INSTRUCTIONS FOR THE TASK:
Answer these questions using the text below about high-resolution TV and photography:
(a) What did the writer's wife ask after seeing the high-resolution TV?
(b) What music played in the darkroom, and through what?
(c) What kind of cameras does the writer use now?

PROVIDED TEXT:
================================

I like your video resolution analogy. (or is it a metaphor, simile? I always mix those up). Recently my wife saw a real high resolution TV showing a program we have binged on together on our dated TV. She asked me why it looked fake. And it did. It was so crystal clear, but somehow the movement felt manufactured.

I often associate what I am hearing with the visual. I was a photographer before digital capture was even a wet dream. I spent many hours in my dark room. I looked at film grain with a loupe to the aroma of developers and fixers and single malt in a cramped red lit room (and Led Zeppelin blaring through a mono speaker). Now I use 100% digital cameras. Can’t say I enjoy it. It is now possible, and often done, to over sharpen an image. There is an etched quality to such an image. This is to say nothing of saturation, fake skies, added contrast. AI has arrived for sure. Besides, photography transitioned a looooong time ago to realism being perceived as better. This is despite the fact that it was originally an art form, not a journalistic endeavor designed to record reality. I posit here that our hobby has fallen to the same false god, that hyper realism is some how better than art and that our measurements show us what is more godly.

================================

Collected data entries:
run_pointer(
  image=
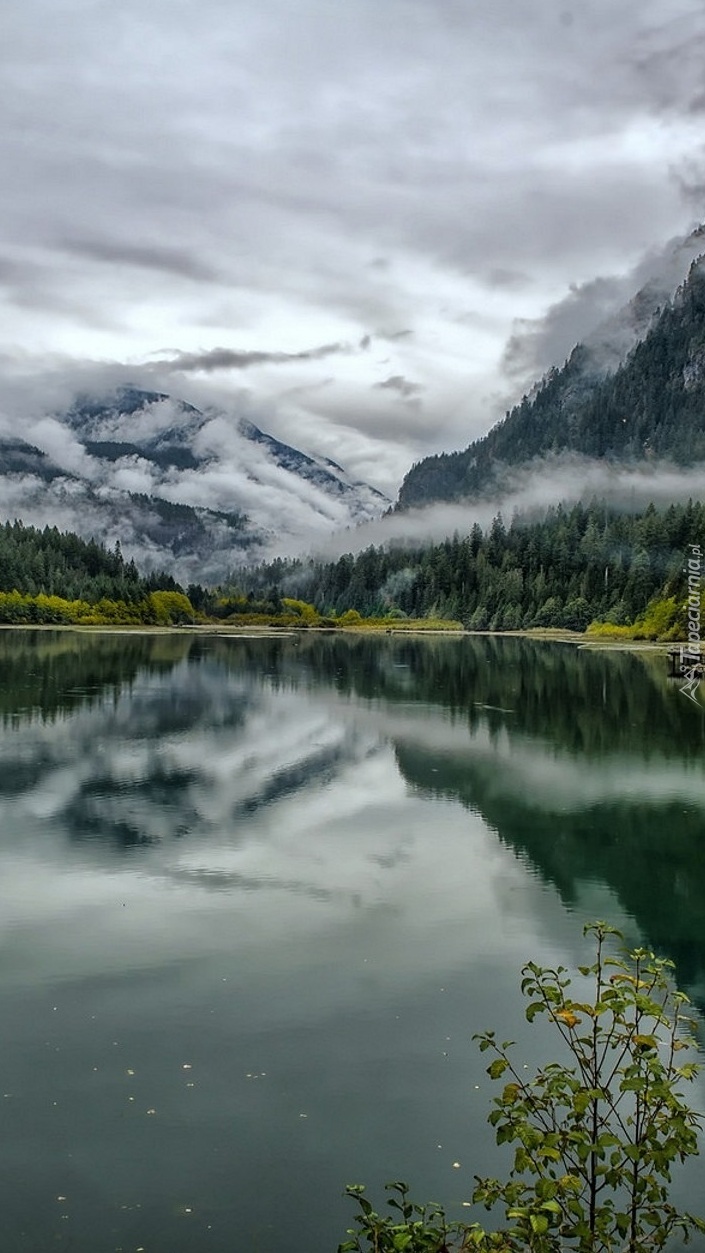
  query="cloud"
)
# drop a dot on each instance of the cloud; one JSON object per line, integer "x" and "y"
{"x": 229, "y": 358}
{"x": 316, "y": 177}
{"x": 601, "y": 312}
{"x": 401, "y": 385}
{"x": 530, "y": 491}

================================

SOLUTION FOR THIS TASK:
(a) She asked why it looked fake.
(b) Led Zeppelin, through a mono speaker.
(c) Only digital cameras.